## Problem description
Using the passage below on San Francisco's soft-story retrofit efforts, explain in one to three sentences why the fall 2010 ballot measure failed to pass.

## Passage shown
Otellini and Kornfield said their new legislation would be based largely on that plan.
The decade-plus delay was due partly to disbanding of the workgroup between 2003 and 2007, when the Building Inspection Commission suspended its funding. At the time, the Department of Building Inspection’s annual budget surplus fell by 78 percent from when it launched the workgroup, to $3 million.
Among the committee’s biggest critics was Brown ally Joe O’Donoghue, then president of the Residential Builders Association of San Francisco. He said in public hearings that the Community Action Plan for Seismic Safety was unproductive because it would produce information the city already had.
The final 2010 study, which cost more than $700,000 to complete, developed a broad set of policies to help the city prepare its privately owned buildings for the next major quake.
In 2008, then-Mayor Gavin Newsom ordered the study team to fast-track research on soft-story buildings, said Paxton, “so that he could push forward some legislation and get moving on that.”
Had it passed, the fall 2010 ballot measure would have issued more than $46 million in bonds to provide grants and low-interest loans to landlords for soft-story retrofits. The idea at the time, Kornfield said, was to pass a soft-story retrofit mandate swiftly on the heels of that victory. But the measure got 63 percent of the vote — painfully short of the 66.7 percent supermajority needed to pass a revenue bond measure.
Newly appointed earthquake czar Otellini served on a committee Newsom set up after the 2010 report — the Soft-Story Task Force. Otellini said the combination of the measure’s failure and the collapse of real estate value stopped the city from moving forward.
“When the task force concluded two years ago,” he said, “we were not in an economic climate to do this, since it was the worst recession we’ve had in 50 years.”
Danielle Hutchings Mieler, coordinator of the earthquake and hazards program at the Association of Bay Area Governments, said cities have been loath to pass ordinances that could push recession-buffeted building owners into insolvency.
But now locally, at least, the recession appears to be lifting. By October 2012, a boom in the technology sector drove San Francisco’s unemployment rate down to 7.8 percent — a decline of 2.6 points from the height of the recession, according to the U.S. Bureau of Labor Statistics. As tech workers moved in, apartment vacancies dropped. In July 2012, average rents had risen to $2,734, an increase of 12.9 percent, according to the real estate research firm Real Facts.

## Data section

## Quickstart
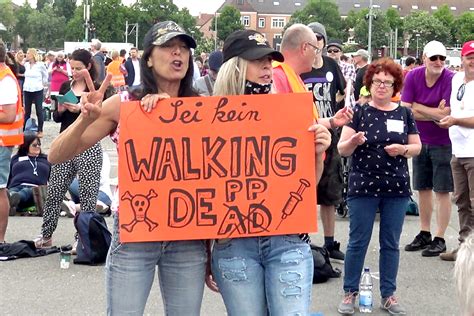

## Problem solution
The measure received 63 percent of the vote. As a revenue bond measure, it needed a 66.7 percent supermajority to pass.